> _Questions to answer_
• A. From the Hiding Place band article, list the song titles on the CD of the At One Time Or Another EP.
• B. Continue the Hiding Place band article from where it stops.
-------- Page excerpt
Hiding Place were a rock band from East Kilbride, Scotland.

History
The band comprised singer Paul McCallion, guitarists JayJay and Del Robertson Somerville, and Doug Smith, with Pitchshifter drummer Jason Bowld joining in 2004.

The band's debut release was the At One Time or Another EP in 2004. They toured in support of InMe and released "(What if) the Truth Looks Clearer Empty" later that year. They toured with The Rasmus and opened for Metallica, and "Cruel Kindness" followed in November 2004.

McCallion and Bowles were also part of the 'supergroup' This Is Menace, along with members of Pitchshifter, Therapy?, Hundred Reasons, Funeral for a Friend and Carcass.

Singles/EPs/Albums

At One Time Or Another EP
 Release date: 2004-03-22
CD (82876607592):
 "No Cure"
 "Slave Trade"
 "Fear And Loathing"
 "At One Time Or Another"
----------------
-------- Stored data
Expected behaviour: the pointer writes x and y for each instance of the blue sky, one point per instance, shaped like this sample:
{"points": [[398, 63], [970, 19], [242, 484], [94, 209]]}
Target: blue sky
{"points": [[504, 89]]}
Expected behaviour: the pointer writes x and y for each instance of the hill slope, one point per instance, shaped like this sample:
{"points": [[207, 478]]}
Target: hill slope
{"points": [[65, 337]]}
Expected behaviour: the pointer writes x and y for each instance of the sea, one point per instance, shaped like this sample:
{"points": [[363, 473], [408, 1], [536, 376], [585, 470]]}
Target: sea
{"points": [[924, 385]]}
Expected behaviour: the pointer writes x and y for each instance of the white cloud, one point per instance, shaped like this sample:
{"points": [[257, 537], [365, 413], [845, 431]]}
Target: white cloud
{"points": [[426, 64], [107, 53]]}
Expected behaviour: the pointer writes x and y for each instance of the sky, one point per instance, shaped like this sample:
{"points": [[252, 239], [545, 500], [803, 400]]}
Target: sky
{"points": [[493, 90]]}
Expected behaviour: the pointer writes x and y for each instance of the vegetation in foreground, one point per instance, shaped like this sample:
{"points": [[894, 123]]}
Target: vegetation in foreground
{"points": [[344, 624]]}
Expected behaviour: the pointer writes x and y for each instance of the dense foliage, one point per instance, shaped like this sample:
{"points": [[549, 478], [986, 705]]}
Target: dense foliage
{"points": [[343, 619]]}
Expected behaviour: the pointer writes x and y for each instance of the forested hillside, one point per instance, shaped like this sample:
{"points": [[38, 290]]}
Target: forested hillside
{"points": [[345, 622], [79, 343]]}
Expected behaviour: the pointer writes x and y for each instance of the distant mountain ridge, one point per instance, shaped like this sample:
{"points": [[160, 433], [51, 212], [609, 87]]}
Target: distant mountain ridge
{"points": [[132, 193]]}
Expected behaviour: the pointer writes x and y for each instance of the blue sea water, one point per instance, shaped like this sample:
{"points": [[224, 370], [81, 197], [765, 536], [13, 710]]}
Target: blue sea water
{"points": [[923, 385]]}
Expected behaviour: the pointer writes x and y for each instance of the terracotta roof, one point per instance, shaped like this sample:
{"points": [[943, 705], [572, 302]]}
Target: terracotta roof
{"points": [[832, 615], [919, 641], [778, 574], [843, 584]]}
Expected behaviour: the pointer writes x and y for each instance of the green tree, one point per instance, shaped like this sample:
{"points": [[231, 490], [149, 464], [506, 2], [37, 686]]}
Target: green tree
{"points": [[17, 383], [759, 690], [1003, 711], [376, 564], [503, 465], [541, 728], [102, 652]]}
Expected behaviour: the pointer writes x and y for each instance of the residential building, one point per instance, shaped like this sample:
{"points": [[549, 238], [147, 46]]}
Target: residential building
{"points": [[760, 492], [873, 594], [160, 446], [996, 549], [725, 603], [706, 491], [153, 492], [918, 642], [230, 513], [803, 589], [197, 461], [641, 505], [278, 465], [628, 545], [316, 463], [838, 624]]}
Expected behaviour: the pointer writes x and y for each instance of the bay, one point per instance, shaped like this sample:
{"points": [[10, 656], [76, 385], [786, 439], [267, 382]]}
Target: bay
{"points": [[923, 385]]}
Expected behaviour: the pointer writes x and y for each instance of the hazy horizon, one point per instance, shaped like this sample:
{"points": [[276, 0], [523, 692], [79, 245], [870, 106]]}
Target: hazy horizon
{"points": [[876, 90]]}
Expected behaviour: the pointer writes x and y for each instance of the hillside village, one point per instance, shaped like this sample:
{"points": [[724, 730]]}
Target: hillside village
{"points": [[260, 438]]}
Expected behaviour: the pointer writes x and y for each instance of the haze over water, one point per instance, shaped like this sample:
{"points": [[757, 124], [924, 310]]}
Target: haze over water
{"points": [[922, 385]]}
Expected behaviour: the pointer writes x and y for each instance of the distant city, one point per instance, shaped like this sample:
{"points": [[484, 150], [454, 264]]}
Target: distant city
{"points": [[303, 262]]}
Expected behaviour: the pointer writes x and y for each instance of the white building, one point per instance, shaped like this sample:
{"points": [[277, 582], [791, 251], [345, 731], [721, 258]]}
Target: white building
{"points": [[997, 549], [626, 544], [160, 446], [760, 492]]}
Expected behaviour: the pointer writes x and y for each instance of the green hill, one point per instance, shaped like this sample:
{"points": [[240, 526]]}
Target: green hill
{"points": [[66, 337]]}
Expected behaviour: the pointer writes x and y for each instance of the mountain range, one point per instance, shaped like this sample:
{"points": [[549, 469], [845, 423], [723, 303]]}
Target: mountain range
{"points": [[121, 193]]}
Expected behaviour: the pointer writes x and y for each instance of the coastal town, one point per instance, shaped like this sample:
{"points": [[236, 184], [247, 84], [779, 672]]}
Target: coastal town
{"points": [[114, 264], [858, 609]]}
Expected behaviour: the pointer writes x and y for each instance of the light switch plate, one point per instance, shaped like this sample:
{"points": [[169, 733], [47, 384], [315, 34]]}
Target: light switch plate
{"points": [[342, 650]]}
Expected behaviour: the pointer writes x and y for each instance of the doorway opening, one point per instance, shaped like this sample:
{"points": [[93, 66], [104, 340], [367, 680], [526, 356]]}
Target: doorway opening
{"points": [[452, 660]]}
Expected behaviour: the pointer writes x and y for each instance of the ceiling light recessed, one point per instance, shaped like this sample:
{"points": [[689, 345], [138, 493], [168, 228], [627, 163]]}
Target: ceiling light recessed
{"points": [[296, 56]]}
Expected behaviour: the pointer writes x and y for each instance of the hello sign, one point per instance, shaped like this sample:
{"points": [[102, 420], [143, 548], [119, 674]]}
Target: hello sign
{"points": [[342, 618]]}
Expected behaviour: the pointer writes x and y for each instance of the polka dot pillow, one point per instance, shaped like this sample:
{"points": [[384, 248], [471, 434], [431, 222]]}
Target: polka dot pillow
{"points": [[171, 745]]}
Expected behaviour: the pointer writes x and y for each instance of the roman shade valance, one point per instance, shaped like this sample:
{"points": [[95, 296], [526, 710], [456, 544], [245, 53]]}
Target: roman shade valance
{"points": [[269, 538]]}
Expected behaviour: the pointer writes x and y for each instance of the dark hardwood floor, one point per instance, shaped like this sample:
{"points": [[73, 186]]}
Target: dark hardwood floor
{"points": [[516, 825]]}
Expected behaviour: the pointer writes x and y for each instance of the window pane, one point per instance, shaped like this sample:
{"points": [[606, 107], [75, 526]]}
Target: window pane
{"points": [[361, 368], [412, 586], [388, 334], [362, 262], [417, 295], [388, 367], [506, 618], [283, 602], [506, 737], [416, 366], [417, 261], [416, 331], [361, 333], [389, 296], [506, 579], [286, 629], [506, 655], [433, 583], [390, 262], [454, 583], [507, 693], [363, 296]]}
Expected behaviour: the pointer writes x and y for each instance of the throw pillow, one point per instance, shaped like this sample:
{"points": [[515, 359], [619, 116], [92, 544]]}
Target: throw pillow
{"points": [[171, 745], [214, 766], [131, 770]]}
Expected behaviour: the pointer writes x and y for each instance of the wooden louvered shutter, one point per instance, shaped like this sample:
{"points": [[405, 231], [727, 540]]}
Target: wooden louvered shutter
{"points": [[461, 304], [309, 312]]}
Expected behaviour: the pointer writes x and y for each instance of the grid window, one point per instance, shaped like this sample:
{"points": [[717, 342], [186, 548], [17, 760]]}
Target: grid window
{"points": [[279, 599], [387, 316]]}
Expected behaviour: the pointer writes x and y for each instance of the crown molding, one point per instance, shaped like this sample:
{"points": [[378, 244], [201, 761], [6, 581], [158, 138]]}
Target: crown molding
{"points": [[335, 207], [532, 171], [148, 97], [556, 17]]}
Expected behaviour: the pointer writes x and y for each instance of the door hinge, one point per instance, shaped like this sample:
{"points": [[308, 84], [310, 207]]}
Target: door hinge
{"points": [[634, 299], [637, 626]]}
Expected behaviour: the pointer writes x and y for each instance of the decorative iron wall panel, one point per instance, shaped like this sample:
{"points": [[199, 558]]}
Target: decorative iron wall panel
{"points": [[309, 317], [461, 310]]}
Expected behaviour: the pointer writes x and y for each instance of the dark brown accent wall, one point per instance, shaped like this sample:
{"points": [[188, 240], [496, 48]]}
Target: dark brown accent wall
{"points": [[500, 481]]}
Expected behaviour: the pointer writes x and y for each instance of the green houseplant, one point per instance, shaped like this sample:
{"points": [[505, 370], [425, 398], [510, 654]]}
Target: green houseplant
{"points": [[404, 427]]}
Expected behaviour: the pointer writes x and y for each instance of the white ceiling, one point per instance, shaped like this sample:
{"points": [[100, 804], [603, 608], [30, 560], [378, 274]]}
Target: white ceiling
----------------
> _Responses in order_
• A. "No Cure", "Slave Trade", "Fear And Loathing", "At One Time Or Another"

• B.
(What If) The Truth Looks Clearer Empty
 Release date: 2004-06-28
CD (82876619682):
 "(What If) The Truth Looks Clearer Empty"
 "Unreal"
 "Dark Eyes And Red Tears"
 "(What If)..." (Video)

Cruel Kindness
 Release date: 2004-11-08
7" (82876657807):
 "Cruel Kindness"
 "(What If) The Truth Looks Clearer Empty (Live XFM Session)"
CD (82876657802):
 "Cruel Kindness"
 "Broken Bridges"
 "Don't Fear The Reaper"
 "Cruel Kindness" (Video)

Secrets and Passers-by
 Release date:
 "Cruel Kindness"
 "The Ghost of You"
 "Reality"
 "Dark Eyes Red Tears"
 "Broken Bridges"
 "Dead Against You"
 "Illusion"
 "Unreal"
 "Revbrations (Acoustic)"
 "Don't Fear the Reaper"
 "(Hidden bonus track)"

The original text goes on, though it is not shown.